▶ Document segment
---*---

Steelworkers Union announces end to Kaiser lockout


SPOKANE - Members of United Steelworkers of America (USWA) in Washington, Ohio, and Louisiana may begin returning to work at five Kaiser Aluminum and Chemical Corporation plants as early as Oct. 12, following an arbitrator's decision that ended a 22-month dispute.

Under a deal approved by workers in July, the two sides bargained until early September, when they turned their remaining differences over to federal arbitrator Seymour Strongin, who held hearings and then chose the last position of one side or the other on six separate issues.

USWA spokesperson Jon Youngdahl reported that nearly all of the differences between the two sides were whittled away before the issues went to arbitration: "We knew setting up a winner-take-all process of arbitration would force both sides to sit down and work out a settlement."

The new five-year agreement provides for wage increases of $3.42 an hour, elimination of the cap on company contributions for retiree health care, and extension of retiree health insurance to 12 years. Pension benefits were increased by $8.75 a month for every year of work (from an existing average of $29.90 a month per year.) The contract also contains better protections against subcontracting, and $12 million to cushion the blow of the approximately 456 jobs that will be lost in Spokane - 288 at the Trentwood smelter and 168 at Mead.

---*---

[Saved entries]

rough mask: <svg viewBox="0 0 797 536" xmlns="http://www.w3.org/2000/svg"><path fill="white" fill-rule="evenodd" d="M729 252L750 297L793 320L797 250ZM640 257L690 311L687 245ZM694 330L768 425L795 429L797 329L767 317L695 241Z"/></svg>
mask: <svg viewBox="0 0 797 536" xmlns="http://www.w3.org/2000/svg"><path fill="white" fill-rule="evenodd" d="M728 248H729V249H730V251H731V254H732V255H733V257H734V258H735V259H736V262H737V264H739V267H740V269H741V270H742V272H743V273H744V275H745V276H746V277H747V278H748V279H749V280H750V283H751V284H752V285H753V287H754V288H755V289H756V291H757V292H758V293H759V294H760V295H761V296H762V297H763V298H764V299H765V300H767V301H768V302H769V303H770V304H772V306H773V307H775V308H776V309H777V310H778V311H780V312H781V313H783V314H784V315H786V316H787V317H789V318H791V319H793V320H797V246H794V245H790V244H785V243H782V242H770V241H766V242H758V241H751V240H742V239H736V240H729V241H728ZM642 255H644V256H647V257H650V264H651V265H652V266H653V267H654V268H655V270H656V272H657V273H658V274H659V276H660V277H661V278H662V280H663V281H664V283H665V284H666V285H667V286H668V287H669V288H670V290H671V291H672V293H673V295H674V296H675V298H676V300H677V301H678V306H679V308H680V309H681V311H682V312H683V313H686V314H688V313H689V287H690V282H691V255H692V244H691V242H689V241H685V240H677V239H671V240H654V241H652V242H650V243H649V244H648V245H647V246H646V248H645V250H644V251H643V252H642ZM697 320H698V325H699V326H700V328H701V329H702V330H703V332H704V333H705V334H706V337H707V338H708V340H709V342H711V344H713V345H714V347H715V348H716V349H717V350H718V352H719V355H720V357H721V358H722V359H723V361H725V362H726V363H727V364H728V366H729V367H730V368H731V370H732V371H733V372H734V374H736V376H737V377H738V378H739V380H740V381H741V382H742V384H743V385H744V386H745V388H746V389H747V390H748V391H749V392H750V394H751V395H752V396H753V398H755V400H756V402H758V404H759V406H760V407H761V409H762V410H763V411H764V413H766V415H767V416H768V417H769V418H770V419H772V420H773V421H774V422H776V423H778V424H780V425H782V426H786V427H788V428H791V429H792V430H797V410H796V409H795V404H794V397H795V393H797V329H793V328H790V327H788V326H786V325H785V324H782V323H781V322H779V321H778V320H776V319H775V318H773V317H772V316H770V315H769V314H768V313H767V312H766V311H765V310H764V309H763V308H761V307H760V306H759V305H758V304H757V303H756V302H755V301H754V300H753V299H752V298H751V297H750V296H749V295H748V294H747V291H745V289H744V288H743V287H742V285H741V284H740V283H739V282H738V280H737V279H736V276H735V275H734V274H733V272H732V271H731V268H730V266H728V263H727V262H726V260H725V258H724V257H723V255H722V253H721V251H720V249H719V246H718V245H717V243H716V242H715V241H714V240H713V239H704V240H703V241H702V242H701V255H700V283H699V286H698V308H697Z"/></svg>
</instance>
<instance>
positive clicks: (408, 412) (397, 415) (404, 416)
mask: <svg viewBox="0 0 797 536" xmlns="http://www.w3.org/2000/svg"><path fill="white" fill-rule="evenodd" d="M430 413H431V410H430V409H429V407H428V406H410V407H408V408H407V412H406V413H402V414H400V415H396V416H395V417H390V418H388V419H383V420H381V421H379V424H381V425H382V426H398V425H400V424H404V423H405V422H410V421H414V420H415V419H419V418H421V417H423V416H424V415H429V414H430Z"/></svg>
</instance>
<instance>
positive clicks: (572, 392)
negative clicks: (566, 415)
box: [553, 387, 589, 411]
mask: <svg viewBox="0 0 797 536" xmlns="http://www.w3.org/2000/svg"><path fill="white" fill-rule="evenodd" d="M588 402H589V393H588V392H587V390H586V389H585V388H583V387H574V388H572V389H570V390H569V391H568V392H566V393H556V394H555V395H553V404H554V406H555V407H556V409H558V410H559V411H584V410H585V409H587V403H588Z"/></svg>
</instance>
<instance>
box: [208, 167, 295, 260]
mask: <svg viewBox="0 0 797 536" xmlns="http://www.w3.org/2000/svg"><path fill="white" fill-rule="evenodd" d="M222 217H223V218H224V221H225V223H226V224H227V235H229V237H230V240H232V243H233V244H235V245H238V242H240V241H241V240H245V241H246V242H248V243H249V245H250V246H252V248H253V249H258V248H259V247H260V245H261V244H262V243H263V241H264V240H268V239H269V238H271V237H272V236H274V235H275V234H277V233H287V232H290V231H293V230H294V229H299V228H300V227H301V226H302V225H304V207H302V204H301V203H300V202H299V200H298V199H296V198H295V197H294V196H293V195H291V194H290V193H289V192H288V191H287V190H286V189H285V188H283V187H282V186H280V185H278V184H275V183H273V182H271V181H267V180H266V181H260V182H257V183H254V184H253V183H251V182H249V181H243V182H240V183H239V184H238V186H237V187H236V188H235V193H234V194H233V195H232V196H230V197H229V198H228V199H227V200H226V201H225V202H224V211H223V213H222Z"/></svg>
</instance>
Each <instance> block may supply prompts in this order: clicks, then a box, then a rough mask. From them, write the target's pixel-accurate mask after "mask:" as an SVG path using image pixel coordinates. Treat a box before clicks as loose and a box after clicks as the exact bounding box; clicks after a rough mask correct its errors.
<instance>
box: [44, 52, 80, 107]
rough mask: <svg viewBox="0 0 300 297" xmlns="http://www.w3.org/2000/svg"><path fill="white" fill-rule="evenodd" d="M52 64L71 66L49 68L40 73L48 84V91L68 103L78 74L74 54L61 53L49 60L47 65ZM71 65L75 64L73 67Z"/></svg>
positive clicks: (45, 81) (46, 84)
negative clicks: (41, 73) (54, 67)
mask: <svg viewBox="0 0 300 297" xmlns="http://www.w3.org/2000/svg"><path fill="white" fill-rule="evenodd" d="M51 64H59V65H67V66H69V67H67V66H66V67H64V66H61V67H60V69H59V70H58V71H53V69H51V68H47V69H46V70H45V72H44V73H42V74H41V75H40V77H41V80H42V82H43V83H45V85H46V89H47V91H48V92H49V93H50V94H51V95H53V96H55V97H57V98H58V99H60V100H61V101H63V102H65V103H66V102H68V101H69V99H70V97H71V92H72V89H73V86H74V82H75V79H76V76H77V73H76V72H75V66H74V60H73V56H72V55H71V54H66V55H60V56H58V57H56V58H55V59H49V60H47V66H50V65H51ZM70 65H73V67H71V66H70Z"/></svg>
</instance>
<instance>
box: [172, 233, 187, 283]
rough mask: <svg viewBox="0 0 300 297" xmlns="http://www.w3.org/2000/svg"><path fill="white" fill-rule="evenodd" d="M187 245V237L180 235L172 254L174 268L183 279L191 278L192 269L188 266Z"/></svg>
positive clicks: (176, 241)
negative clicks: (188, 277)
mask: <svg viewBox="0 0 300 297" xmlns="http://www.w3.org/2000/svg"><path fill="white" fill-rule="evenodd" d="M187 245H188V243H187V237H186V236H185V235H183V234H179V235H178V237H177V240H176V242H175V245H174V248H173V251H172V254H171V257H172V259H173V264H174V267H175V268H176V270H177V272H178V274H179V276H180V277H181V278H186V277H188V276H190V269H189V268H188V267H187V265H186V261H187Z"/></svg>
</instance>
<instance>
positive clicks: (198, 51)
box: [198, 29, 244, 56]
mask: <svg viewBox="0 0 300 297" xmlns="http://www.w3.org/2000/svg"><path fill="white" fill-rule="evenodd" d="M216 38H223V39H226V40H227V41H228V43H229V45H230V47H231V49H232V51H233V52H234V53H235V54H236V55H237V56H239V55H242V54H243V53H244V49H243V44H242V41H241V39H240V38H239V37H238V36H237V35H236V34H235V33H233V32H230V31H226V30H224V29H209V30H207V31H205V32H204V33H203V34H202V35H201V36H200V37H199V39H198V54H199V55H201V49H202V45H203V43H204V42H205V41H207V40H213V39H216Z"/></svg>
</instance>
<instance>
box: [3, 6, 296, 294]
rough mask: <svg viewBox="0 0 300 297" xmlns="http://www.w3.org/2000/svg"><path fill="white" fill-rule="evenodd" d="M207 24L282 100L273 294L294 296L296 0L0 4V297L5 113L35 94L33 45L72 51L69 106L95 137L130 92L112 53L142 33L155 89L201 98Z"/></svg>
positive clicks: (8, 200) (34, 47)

---*---

▶ What to do
From the Kaiser lockout article, list every term the new five-year agreement provides for or contains. Use only the Kaiser lockout article to complete these tasks.

▶ Exercise solution
- Wage increases of $3.42 an hour
- Elimination of the cap on company contributions for retiree health care
- Extension of retiree health insurance to 12 years
- Pension benefits increased by $8.75 a month for every year of work
- Better protections against subcontracting
- $12 million to cushion the blow of the approximately 456 jobs that will be lost in Spokane